** WHAT YOU NEED TO DO **
Every line below that carries the word "tree" needs to be copied.

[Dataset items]
___

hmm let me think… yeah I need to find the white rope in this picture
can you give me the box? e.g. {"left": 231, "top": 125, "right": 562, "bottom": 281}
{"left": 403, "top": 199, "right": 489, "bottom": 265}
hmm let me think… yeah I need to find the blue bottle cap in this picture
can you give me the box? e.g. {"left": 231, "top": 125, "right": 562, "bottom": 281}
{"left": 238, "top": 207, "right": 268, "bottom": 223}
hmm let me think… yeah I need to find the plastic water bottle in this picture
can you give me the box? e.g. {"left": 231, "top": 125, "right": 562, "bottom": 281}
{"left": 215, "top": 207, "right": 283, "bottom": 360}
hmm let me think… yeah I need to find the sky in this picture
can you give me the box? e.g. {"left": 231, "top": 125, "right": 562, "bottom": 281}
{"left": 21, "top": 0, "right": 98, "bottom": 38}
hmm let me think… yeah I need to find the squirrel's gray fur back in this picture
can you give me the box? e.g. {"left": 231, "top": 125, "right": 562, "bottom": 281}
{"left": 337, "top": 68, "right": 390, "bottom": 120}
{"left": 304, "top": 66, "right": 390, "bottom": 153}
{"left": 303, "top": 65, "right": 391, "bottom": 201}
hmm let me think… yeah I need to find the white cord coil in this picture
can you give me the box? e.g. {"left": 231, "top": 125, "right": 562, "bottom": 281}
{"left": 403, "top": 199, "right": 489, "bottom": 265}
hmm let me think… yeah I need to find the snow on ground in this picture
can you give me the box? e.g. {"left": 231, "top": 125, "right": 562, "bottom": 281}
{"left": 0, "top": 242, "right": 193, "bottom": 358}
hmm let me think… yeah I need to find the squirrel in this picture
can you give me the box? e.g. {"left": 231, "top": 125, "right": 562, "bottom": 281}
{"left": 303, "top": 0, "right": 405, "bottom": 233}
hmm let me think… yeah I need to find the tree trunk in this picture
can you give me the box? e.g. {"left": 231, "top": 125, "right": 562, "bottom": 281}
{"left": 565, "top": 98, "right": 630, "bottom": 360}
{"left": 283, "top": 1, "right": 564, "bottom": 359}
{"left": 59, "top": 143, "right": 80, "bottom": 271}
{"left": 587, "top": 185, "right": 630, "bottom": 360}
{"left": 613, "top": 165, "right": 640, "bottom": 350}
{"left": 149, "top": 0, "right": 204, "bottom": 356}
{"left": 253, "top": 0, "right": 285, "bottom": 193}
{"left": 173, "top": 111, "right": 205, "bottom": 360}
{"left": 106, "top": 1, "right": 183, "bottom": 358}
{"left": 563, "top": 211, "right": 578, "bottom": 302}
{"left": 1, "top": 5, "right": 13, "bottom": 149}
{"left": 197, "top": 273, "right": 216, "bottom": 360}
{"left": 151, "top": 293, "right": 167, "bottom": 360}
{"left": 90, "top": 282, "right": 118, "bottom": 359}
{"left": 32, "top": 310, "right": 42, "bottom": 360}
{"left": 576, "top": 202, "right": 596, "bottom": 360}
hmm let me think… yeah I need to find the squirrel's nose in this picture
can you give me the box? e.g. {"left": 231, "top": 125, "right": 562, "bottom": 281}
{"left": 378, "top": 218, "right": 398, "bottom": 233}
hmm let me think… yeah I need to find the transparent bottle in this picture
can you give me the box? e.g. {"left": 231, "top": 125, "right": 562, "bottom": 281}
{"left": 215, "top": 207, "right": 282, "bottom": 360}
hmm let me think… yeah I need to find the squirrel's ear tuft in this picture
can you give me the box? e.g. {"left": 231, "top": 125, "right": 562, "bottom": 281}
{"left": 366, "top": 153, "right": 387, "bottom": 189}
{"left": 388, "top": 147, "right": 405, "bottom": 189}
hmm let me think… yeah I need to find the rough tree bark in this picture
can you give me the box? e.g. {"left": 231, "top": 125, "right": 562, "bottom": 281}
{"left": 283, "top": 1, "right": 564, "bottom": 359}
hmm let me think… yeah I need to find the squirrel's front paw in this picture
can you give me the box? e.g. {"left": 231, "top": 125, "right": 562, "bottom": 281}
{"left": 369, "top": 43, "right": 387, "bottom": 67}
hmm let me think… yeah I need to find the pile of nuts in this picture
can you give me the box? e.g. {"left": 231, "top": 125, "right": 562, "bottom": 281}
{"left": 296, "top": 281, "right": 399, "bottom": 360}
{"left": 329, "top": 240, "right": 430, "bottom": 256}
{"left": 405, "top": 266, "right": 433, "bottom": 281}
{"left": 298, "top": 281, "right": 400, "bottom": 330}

___

** ANSWER SECTION **
hmm let me think… yeah I need to find the tree trunk in this picture
hmm let me think… yeah I need to find the rough tree bark in this picture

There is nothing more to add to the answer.